_DIRECTIVE_. Write out every entry exactly as given, but omit the pictures.

_MATERIAL TO PROCESS_.
=-=-=

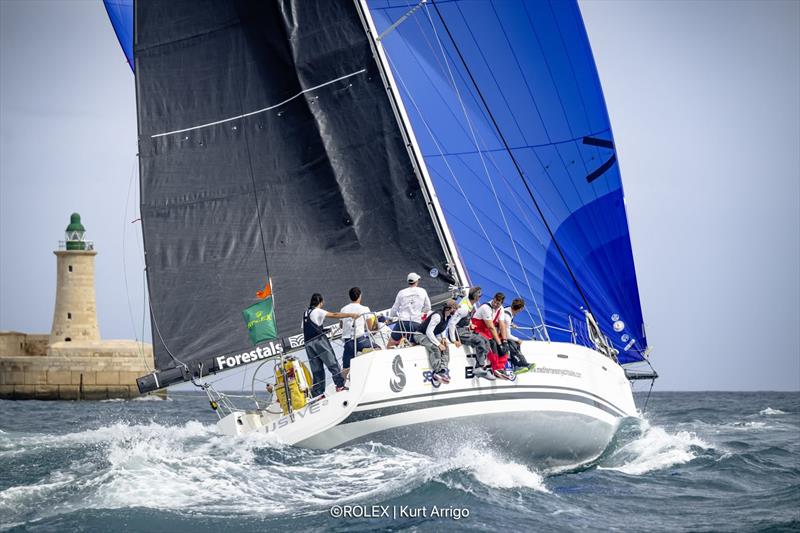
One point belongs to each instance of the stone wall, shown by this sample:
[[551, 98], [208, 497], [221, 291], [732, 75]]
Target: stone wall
[[93, 370]]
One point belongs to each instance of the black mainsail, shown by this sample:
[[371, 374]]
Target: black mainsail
[[268, 147]]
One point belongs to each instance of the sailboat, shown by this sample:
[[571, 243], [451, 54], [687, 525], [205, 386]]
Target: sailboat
[[293, 147]]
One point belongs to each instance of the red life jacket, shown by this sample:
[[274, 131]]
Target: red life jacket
[[479, 325]]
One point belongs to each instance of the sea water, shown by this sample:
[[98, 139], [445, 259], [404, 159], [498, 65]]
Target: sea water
[[710, 461]]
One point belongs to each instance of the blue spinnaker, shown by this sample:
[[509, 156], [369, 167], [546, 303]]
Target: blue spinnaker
[[533, 65], [120, 12], [532, 62]]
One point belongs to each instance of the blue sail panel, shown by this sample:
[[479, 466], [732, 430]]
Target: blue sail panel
[[532, 63], [120, 12]]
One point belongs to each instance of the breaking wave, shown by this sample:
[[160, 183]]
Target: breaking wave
[[165, 467], [640, 448]]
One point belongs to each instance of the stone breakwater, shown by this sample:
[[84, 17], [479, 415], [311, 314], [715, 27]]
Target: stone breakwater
[[84, 370]]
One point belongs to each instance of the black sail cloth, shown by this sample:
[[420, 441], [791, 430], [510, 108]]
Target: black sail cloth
[[268, 147]]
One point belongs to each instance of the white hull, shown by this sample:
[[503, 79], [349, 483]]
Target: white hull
[[564, 412]]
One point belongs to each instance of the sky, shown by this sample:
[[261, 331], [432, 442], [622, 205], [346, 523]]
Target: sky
[[704, 101]]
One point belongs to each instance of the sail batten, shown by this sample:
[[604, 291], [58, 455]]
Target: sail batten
[[526, 110]]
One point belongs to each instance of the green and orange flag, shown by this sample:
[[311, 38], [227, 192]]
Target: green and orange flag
[[260, 317]]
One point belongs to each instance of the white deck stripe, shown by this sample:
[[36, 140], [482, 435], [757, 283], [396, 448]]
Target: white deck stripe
[[261, 110]]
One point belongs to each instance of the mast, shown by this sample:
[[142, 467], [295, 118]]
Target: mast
[[414, 151]]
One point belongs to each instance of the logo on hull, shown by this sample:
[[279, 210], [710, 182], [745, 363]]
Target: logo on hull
[[399, 381]]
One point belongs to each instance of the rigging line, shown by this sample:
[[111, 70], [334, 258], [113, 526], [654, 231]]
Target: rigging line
[[255, 198], [124, 235], [140, 345], [262, 110], [399, 21], [513, 159], [593, 189], [455, 178], [488, 175]]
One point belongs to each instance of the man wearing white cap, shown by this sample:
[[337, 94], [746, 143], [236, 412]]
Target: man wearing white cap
[[409, 306]]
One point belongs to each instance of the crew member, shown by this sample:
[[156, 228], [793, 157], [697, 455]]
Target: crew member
[[318, 346], [431, 334], [512, 343], [354, 331], [459, 331], [409, 306], [486, 322]]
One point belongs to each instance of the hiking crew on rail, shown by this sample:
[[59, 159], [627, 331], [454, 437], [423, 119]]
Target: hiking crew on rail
[[485, 328]]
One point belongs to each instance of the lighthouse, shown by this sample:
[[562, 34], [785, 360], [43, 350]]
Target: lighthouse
[[72, 362], [75, 314]]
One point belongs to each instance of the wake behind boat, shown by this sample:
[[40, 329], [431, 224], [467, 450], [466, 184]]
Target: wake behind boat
[[290, 148]]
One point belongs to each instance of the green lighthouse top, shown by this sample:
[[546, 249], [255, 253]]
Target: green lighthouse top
[[75, 233], [75, 223]]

=-=-=

_SOLVED PROBLEM_.
One point belongs to each instance of the stone wall, shown by this sample:
[[551, 98], [208, 497], [221, 291], [732, 75]]
Target: stone wall
[[93, 370]]
One point belongs to each instance of the black mainsail, shown by this sample:
[[371, 374]]
Target: black mainsail
[[268, 147]]
One point belongs to each instance of the sailboat, shown by this sample:
[[571, 243], [451, 54], [687, 525], [205, 386]]
Target: sailboat
[[293, 147]]
One point belongs to each instance of the red life jacket, shown by this sample:
[[274, 131]]
Target: red life jacket
[[479, 325]]
One point belongs to each instance of the sea water, shown by this sample:
[[98, 139], [445, 259], [404, 159], [498, 65]]
Target: sea water
[[710, 461]]
One point belongs to each instance of the blue spinnaker, shown by this sample:
[[509, 156], [369, 167], [546, 303]]
Target: blue spinnaker
[[533, 65], [120, 12], [532, 62]]
One point belongs to each instance of the blue sail panel, shown by this sample:
[[479, 466], [732, 430]]
Target: blue sail panel
[[532, 63], [120, 12]]
One point belongs to each instance of the breaking wave, shown by this sample:
[[160, 183]]
Target: breaking wave
[[165, 467], [640, 448]]
One point belongs to each instance of the stone breakwater, shown by this sample:
[[84, 17], [479, 415], [311, 314], [715, 27]]
Target: stone breakwater
[[84, 370]]
One point belongs to each instance of the black sail cloth, shown by this sample:
[[420, 441], [791, 430], [510, 108]]
Target: black sail cloth
[[268, 147]]
One point belongs to each instance of the white hull, shown by this sample:
[[503, 79], [349, 483]]
Target: white hull
[[564, 412]]
One point belongs to each instance of the sky, shown by this sample:
[[261, 331], [432, 442], [622, 205], [346, 523]]
Target: sky
[[704, 101]]
One point belongs to each instance of the sail batten, shown by this sample:
[[604, 291], [58, 455]]
Target: sail batten
[[526, 110]]
One point belongs to each instance of the green and orange flag, shown by this sample:
[[311, 38], [227, 192]]
Target: green and orange flag
[[260, 317]]
One point belongs to each instance of the white deck stripe, shown by this sample:
[[36, 140], [482, 435], [757, 283], [396, 448]]
Target: white deck stripe
[[261, 110]]
One point belongs to each instance of the mast, shown by this sample:
[[142, 467], [295, 118]]
Target: mast
[[414, 151]]
One point belongs to each instance of the logo on hull, shown by this sample:
[[279, 210], [710, 182], [745, 363]]
Target: logo on hull
[[399, 381]]
One point belongs to each instance of the rigging line, shown by this sample:
[[111, 70], [334, 258], [113, 526], [654, 231]]
Target: rigging line
[[255, 198], [124, 235], [140, 345], [262, 110], [399, 21], [513, 159], [593, 189], [455, 178], [488, 175]]
One point belongs to each instance of the man wearing white cap, shown by this sample:
[[337, 94], [746, 143], [236, 412]]
Target: man wearing white cap
[[409, 306]]
One point belongs to each instance of the crew member, shown by this sample:
[[156, 228], [793, 157], [697, 455]]
Target: crew member
[[318, 346], [431, 334], [512, 343], [354, 331], [459, 331], [409, 306], [486, 322]]
One point belongs to each instance of the hiking crew on rail, shown by this sample:
[[59, 159], [627, 331], [454, 437], [423, 119]]
Target: hiking crew on rail
[[485, 328]]
One point belongs to each instance of the lighthouse, shown by this sample:
[[562, 34], [785, 360], [43, 350]]
Target: lighthouse
[[72, 362], [75, 314]]
One point belongs to each instance of the wake behind boat, shown by this sample:
[[40, 329], [431, 224], [467, 450], [466, 184]]
Target: wake behind boat
[[290, 148]]
One point belongs to each instance of the green lighthouse top, shown by this sample:
[[546, 249], [255, 253]]
Target: green lighthouse top
[[75, 233], [75, 223]]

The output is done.